[Dataset rows showing where objects appear]
┄┄┄┄┄┄┄┄┄┄┄┄┄┄┄┄┄┄┄┄
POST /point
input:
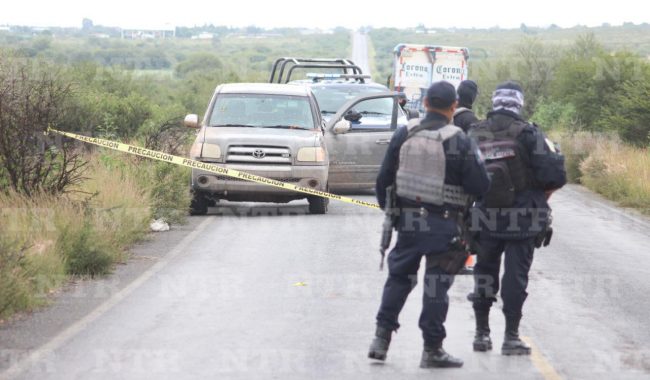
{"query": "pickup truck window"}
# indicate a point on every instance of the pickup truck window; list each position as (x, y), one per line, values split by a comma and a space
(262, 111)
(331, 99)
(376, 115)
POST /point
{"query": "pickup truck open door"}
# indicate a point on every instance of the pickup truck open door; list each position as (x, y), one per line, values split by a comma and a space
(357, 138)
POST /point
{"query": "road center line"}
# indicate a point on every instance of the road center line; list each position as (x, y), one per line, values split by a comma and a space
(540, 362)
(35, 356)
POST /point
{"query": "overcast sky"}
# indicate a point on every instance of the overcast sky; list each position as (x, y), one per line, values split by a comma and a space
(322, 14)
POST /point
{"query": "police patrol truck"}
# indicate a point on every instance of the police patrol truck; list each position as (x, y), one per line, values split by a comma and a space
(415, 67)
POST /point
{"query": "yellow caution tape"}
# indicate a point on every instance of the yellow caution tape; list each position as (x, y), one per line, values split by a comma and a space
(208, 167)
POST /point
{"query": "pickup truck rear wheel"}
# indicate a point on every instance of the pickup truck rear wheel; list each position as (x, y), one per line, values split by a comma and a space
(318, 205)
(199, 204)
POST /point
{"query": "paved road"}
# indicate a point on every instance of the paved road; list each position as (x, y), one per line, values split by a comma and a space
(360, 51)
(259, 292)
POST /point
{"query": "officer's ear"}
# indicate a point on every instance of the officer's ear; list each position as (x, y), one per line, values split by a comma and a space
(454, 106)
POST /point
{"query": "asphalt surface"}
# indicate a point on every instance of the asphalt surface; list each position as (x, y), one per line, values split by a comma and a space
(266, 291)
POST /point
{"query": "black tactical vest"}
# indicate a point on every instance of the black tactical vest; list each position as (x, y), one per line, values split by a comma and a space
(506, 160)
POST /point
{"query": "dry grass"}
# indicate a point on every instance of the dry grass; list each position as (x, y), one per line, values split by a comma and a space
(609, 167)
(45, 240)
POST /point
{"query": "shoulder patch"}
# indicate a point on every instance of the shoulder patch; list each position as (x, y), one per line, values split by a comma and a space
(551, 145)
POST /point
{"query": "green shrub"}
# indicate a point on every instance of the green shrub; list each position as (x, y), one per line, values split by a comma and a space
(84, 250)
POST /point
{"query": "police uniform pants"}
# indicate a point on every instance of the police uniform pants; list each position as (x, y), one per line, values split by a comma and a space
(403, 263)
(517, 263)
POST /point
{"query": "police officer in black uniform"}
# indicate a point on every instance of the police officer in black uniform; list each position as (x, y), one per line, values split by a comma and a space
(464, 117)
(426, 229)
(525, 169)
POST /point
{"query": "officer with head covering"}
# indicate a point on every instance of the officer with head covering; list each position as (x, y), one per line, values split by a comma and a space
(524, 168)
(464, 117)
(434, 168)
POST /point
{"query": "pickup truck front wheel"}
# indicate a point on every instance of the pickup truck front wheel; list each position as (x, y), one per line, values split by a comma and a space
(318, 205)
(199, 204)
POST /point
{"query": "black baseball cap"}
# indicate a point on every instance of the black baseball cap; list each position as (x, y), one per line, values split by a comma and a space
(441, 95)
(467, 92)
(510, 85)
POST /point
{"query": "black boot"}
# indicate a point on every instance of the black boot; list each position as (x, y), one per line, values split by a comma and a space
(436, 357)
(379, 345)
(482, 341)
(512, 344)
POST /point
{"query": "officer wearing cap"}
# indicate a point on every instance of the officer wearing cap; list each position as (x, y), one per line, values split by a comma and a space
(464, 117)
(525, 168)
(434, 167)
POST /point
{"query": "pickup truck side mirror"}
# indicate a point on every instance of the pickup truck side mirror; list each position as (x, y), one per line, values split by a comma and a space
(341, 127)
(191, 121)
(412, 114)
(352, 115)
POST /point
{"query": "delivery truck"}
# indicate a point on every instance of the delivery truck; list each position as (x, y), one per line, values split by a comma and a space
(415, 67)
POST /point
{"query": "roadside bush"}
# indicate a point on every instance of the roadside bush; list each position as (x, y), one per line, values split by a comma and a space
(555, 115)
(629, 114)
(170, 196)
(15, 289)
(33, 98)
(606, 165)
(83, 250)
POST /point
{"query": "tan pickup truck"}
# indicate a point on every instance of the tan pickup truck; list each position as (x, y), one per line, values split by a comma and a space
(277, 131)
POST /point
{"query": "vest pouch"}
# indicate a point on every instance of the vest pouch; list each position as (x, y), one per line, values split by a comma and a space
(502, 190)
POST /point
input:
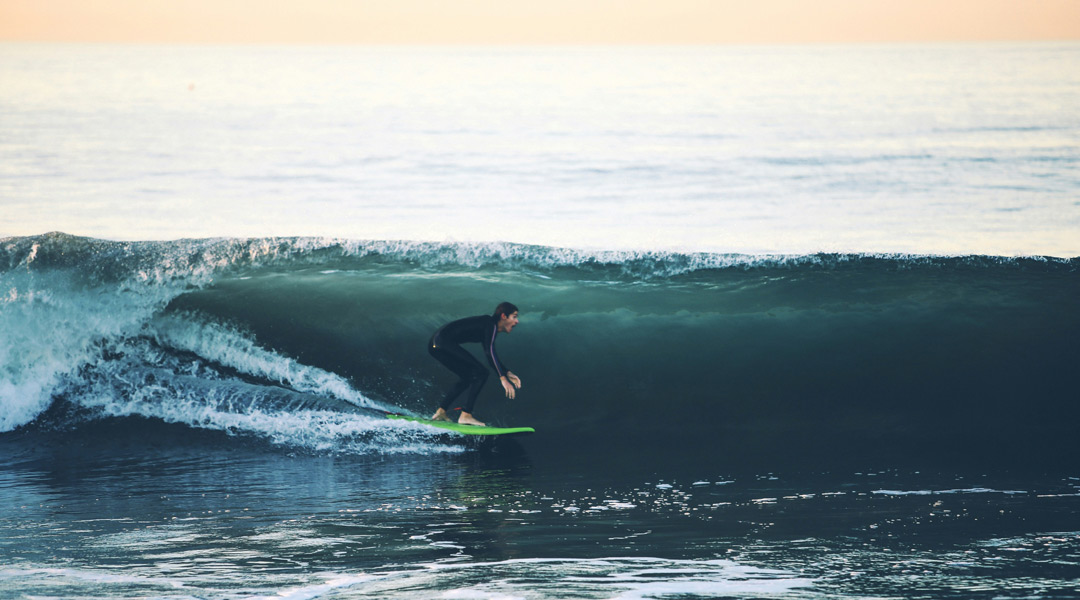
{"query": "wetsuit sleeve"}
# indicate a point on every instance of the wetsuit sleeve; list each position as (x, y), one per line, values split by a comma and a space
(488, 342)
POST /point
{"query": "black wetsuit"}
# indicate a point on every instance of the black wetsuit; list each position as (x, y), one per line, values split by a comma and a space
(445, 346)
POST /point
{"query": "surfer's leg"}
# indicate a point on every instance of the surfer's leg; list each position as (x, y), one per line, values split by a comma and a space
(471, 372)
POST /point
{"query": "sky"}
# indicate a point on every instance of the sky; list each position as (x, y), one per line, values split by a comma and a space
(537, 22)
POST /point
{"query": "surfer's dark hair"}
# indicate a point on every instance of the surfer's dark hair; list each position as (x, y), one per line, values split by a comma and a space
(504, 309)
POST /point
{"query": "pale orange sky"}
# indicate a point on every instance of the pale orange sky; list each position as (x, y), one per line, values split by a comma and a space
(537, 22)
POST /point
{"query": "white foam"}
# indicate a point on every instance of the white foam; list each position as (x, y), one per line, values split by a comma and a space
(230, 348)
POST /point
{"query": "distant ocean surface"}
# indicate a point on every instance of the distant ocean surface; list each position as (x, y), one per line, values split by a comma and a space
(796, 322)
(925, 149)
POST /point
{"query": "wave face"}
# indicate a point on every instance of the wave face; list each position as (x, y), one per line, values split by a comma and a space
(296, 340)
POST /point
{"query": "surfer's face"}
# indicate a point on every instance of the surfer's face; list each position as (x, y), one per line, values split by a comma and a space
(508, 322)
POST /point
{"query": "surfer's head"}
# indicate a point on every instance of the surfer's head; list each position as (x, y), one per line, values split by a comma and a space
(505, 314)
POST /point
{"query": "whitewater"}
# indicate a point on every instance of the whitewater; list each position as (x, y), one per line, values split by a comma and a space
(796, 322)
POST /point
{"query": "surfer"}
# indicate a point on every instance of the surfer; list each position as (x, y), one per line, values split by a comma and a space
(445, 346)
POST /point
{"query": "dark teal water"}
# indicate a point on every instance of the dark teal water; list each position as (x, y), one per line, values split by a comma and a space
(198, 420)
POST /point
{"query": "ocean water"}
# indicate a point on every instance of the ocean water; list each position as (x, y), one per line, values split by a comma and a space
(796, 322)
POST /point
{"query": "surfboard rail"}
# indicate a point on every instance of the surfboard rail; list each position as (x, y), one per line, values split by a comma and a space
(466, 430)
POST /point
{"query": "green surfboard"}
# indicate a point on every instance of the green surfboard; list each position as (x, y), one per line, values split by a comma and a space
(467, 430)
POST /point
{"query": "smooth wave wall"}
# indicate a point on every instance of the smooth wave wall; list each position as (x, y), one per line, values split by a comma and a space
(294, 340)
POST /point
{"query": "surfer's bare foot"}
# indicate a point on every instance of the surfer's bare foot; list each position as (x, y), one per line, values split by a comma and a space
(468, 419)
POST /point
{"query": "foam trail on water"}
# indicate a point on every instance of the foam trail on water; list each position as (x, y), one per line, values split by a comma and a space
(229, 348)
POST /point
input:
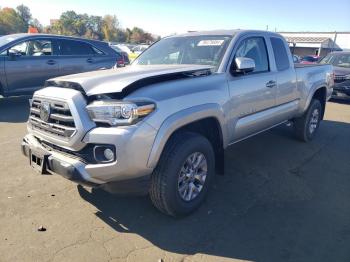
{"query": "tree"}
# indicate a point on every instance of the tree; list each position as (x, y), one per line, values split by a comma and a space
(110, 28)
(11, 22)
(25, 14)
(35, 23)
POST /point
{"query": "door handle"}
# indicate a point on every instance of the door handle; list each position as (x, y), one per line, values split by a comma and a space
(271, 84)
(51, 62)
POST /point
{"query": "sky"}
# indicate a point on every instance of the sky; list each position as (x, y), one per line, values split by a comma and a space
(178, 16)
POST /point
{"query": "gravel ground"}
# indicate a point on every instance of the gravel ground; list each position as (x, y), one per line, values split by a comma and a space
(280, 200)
┄┄┄┄┄┄┄┄┄┄┄┄┄┄┄┄┄┄┄┄
● **Work to do**
From the data above, copy out every line that contains the string "asphalt", matching case exactly.

● **Answer to the task**
{"query": "asphalt surface"}
# indicate a point on every instance of the asphalt surface; list each position as (x, y), one per line, values split by a comma and a space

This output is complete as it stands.